======== Supplied information

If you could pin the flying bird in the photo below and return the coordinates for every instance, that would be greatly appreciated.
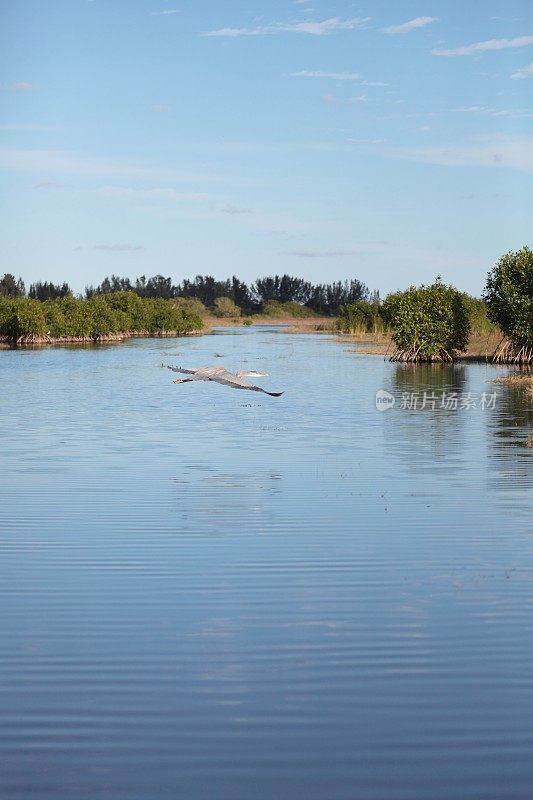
(237, 380)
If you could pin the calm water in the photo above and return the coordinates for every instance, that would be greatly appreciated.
(213, 594)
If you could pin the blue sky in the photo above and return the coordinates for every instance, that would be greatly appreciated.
(388, 141)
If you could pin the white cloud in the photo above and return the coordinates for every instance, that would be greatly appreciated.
(412, 25)
(501, 152)
(483, 47)
(498, 112)
(158, 193)
(523, 72)
(52, 185)
(21, 86)
(338, 76)
(119, 248)
(323, 253)
(233, 210)
(311, 28)
(65, 162)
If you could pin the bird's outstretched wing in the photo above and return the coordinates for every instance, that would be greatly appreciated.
(225, 377)
(182, 369)
(239, 382)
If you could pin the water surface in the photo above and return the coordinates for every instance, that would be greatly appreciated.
(211, 593)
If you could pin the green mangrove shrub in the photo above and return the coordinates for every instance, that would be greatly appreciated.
(430, 323)
(361, 317)
(226, 308)
(509, 297)
(70, 318)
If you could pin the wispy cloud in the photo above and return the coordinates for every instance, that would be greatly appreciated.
(52, 185)
(523, 72)
(412, 25)
(157, 193)
(119, 248)
(234, 210)
(323, 253)
(65, 162)
(311, 28)
(338, 76)
(501, 152)
(498, 112)
(484, 47)
(21, 86)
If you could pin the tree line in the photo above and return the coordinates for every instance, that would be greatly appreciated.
(427, 323)
(323, 298)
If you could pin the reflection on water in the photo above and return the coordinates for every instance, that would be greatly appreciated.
(208, 593)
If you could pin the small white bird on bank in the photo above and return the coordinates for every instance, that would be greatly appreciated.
(220, 375)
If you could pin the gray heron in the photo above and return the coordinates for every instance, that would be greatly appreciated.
(237, 380)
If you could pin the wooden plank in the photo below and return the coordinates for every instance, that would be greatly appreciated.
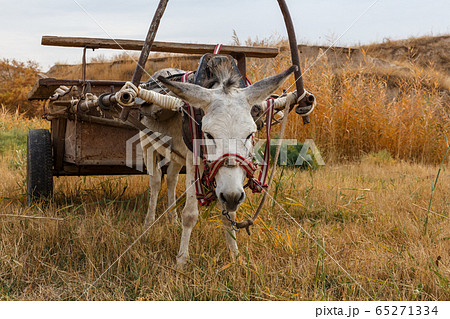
(44, 88)
(170, 47)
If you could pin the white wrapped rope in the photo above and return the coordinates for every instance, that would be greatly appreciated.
(165, 101)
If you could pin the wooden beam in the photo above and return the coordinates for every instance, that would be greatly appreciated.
(169, 47)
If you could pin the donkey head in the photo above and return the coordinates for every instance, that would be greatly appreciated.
(228, 125)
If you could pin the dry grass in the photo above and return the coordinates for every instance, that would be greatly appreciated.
(369, 108)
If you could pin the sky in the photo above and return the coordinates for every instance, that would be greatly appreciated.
(351, 22)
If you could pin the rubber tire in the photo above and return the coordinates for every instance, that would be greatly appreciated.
(39, 165)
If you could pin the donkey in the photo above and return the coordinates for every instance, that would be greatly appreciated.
(228, 127)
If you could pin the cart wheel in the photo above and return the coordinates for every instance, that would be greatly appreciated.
(39, 165)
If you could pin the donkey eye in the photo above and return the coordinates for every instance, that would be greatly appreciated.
(209, 136)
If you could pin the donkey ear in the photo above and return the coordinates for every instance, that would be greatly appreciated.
(261, 90)
(193, 94)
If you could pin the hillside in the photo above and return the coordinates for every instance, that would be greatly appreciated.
(370, 98)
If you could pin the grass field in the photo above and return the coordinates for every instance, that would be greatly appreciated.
(373, 223)
(348, 231)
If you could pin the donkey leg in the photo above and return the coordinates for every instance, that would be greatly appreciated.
(155, 174)
(230, 234)
(173, 170)
(189, 215)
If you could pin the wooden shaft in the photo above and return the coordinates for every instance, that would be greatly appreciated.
(294, 53)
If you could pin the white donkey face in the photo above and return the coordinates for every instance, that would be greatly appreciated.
(228, 126)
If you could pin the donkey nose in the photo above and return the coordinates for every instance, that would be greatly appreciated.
(232, 200)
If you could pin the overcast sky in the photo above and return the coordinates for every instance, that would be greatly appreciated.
(24, 22)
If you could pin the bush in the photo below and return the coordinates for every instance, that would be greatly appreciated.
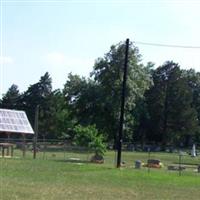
(90, 137)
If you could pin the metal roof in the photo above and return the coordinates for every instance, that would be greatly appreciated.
(14, 121)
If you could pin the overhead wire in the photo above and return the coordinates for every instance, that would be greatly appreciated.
(167, 45)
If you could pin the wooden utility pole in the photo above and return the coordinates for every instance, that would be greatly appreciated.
(121, 122)
(36, 132)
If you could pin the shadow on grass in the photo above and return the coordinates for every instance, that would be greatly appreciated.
(74, 161)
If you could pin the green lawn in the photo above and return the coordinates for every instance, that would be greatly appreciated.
(60, 179)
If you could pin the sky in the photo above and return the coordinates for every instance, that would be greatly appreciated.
(69, 35)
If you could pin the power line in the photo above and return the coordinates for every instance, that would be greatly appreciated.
(167, 45)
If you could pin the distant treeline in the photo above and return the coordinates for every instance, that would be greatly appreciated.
(162, 104)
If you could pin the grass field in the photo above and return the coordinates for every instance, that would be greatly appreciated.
(60, 179)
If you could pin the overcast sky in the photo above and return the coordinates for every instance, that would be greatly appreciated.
(67, 36)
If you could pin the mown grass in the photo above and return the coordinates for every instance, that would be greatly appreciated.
(58, 178)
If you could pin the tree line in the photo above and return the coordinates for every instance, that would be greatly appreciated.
(162, 104)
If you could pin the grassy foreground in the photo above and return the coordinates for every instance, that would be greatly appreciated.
(27, 179)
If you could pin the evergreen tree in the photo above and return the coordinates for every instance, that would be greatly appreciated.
(11, 99)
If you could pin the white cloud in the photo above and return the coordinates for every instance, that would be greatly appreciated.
(6, 60)
(55, 58)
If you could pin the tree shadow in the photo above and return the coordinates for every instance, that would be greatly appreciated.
(74, 161)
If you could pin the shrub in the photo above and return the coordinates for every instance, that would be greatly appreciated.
(89, 137)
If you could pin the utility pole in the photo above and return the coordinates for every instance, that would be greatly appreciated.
(36, 132)
(121, 122)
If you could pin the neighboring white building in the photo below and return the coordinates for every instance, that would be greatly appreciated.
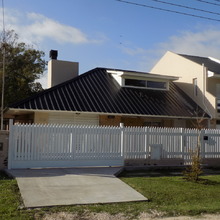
(199, 78)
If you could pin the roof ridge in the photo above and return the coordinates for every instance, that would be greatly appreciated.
(54, 87)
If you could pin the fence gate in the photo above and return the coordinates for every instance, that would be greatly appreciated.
(33, 146)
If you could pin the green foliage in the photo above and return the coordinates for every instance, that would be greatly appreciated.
(168, 195)
(23, 65)
(193, 172)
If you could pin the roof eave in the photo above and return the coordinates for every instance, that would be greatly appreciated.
(19, 111)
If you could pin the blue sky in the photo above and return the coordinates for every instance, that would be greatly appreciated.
(109, 33)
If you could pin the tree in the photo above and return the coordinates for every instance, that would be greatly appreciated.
(23, 65)
(193, 172)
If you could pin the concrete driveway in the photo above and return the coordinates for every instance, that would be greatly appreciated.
(69, 186)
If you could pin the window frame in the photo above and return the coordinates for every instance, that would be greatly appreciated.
(165, 88)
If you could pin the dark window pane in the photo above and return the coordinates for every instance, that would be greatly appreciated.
(157, 85)
(135, 82)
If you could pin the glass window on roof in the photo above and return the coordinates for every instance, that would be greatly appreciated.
(156, 85)
(135, 82)
(146, 84)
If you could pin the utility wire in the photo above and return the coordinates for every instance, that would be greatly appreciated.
(184, 6)
(211, 3)
(168, 10)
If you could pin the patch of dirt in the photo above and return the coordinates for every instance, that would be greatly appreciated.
(106, 216)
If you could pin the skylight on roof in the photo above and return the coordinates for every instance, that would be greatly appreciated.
(214, 59)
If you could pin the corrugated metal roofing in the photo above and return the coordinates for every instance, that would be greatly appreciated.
(210, 64)
(97, 91)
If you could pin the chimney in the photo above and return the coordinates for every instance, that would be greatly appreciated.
(60, 71)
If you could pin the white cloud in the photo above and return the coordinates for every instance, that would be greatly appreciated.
(33, 27)
(204, 42)
(43, 27)
(201, 42)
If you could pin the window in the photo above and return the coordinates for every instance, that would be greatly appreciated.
(135, 82)
(195, 87)
(146, 84)
(156, 85)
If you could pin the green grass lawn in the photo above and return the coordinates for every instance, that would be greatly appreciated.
(171, 195)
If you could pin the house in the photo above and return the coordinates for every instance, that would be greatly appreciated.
(106, 96)
(198, 77)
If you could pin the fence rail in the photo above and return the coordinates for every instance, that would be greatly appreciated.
(64, 142)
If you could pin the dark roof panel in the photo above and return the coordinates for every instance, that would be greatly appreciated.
(210, 64)
(97, 91)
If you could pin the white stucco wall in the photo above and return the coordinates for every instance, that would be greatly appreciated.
(176, 65)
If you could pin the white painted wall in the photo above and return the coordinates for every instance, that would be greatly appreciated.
(176, 65)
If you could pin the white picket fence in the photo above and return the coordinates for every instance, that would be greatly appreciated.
(35, 145)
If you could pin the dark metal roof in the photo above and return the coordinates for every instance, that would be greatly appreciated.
(210, 64)
(97, 91)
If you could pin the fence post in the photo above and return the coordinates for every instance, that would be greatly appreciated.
(182, 142)
(122, 139)
(10, 144)
(202, 143)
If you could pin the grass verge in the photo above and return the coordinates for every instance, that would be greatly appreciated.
(170, 195)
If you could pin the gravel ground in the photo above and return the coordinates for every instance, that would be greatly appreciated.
(106, 216)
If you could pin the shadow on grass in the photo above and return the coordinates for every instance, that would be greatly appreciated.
(4, 176)
(208, 182)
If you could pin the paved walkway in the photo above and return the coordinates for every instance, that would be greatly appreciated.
(68, 186)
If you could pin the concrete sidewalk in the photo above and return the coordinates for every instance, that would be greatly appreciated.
(68, 186)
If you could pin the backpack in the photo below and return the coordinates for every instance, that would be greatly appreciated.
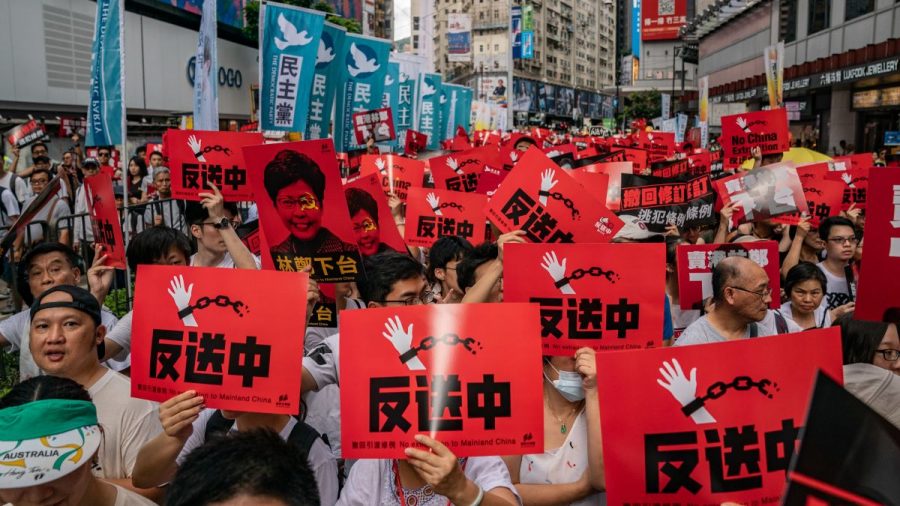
(302, 436)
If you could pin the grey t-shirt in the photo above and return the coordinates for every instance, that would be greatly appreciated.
(701, 332)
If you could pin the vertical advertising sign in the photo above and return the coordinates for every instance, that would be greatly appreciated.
(106, 105)
(774, 63)
(459, 37)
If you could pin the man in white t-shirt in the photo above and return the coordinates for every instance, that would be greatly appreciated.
(741, 298)
(44, 267)
(66, 330)
(213, 225)
(840, 239)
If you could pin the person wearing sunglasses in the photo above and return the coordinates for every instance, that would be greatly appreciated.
(841, 241)
(740, 308)
(871, 352)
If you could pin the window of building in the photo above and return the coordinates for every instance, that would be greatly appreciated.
(856, 8)
(787, 22)
(819, 15)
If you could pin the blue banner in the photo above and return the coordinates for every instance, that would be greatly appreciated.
(364, 65)
(106, 107)
(206, 93)
(288, 46)
(462, 110)
(516, 22)
(391, 98)
(325, 81)
(429, 109)
(404, 111)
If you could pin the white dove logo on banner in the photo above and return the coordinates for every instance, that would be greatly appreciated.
(290, 34)
(427, 88)
(325, 54)
(362, 64)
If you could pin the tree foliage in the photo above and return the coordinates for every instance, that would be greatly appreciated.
(643, 104)
(251, 12)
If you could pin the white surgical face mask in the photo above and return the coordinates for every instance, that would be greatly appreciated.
(569, 384)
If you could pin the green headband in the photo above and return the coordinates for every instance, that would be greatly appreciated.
(45, 418)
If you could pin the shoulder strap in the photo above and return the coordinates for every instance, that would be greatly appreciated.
(217, 425)
(303, 436)
(780, 323)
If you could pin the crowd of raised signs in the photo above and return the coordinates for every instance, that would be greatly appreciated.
(529, 317)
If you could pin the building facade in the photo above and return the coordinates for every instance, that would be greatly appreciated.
(571, 53)
(652, 55)
(841, 65)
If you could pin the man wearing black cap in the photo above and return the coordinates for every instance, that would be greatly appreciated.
(66, 331)
(46, 266)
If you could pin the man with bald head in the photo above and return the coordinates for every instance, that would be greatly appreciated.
(740, 306)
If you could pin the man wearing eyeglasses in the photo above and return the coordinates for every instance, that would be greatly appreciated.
(740, 309)
(841, 241)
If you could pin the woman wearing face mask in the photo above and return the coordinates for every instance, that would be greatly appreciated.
(570, 470)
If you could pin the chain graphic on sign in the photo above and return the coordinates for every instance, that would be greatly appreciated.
(402, 340)
(684, 389)
(181, 295)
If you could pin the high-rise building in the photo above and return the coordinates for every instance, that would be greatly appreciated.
(378, 18)
(841, 65)
(570, 53)
(652, 55)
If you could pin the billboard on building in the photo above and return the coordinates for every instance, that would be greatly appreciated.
(459, 37)
(661, 19)
(229, 12)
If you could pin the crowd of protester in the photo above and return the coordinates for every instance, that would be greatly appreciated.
(73, 354)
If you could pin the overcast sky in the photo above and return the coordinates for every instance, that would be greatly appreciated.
(402, 19)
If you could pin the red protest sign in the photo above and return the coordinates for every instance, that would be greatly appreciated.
(856, 185)
(763, 193)
(592, 295)
(697, 261)
(377, 125)
(196, 157)
(460, 171)
(596, 184)
(856, 161)
(659, 145)
(766, 130)
(614, 188)
(709, 424)
(415, 142)
(398, 174)
(432, 214)
(373, 224)
(101, 203)
(823, 197)
(659, 202)
(700, 163)
(201, 329)
(878, 298)
(541, 199)
(25, 134)
(468, 375)
(296, 183)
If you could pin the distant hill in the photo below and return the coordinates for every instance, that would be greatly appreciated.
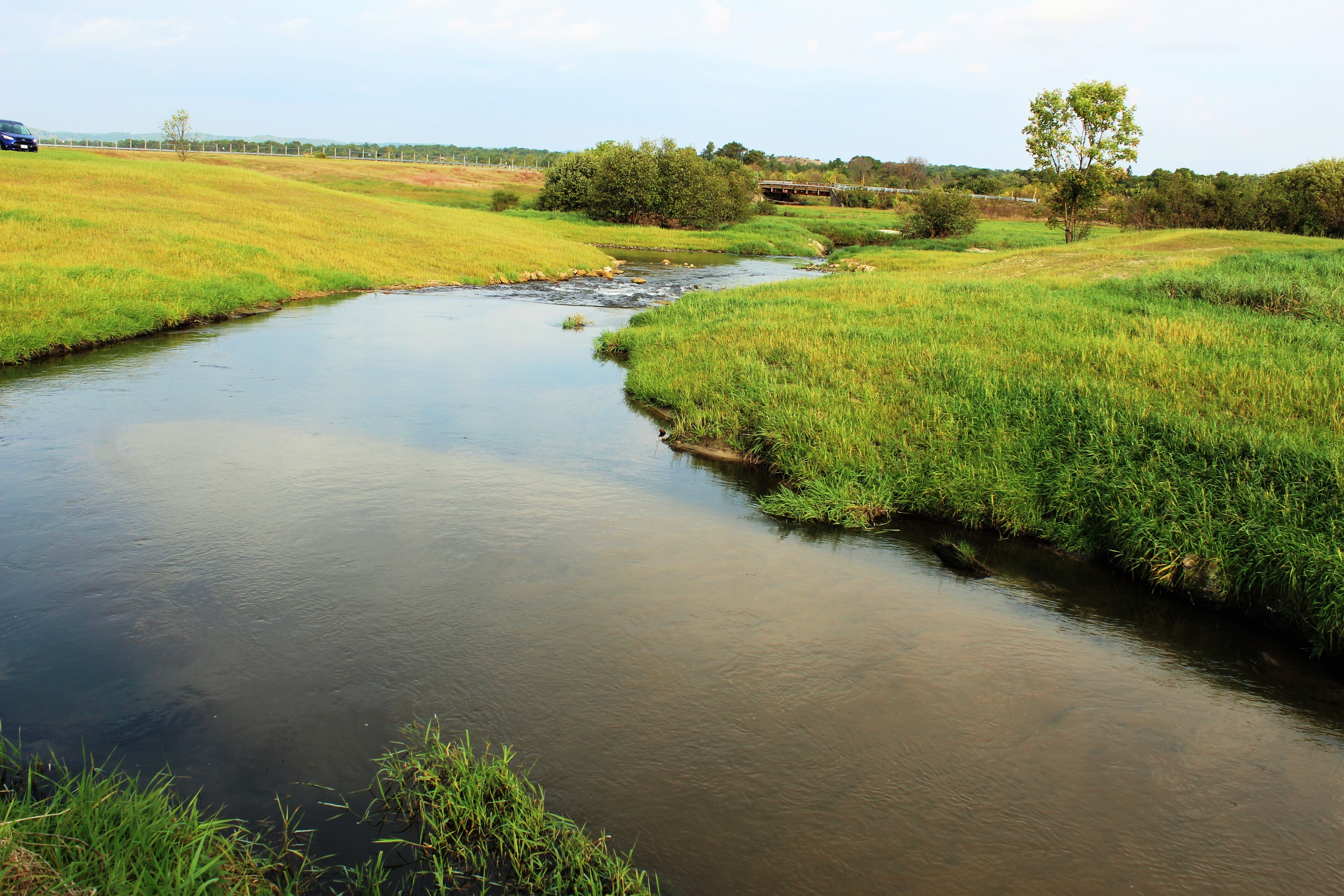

================

Where the line containing "If you could pin the billboard" appears in the records above, begin copying and continue exactly through the last line, with nothing else; omit every picture.

If you could pin the billboard on building in the photo above and return the coordinates for every instance, that would be greatly appreciated.
(459, 37)
(661, 19)
(229, 12)
If you could pin the crowd of protester in the photo above and return the coordinates for every instance, that would be greatly appreciated.
(73, 354)
If you could pin the overcast sky in the photo above and return the coordinates for every instance, that would be greatly appreciated.
(402, 19)
If you could pin the red protest sign in the photo above and return the coordinates for every instance, that would be greatly appreciated.
(856, 185)
(763, 193)
(592, 295)
(697, 261)
(377, 125)
(196, 157)
(460, 171)
(596, 184)
(856, 161)
(659, 145)
(766, 130)
(614, 188)
(709, 424)
(415, 142)
(398, 174)
(432, 214)
(373, 224)
(101, 203)
(823, 197)
(659, 202)
(700, 163)
(201, 329)
(878, 298)
(541, 199)
(25, 134)
(468, 375)
(296, 183)
If you could pin the distant hill in the photo below and return the coordinates for every instance, that would be greatly appreciated.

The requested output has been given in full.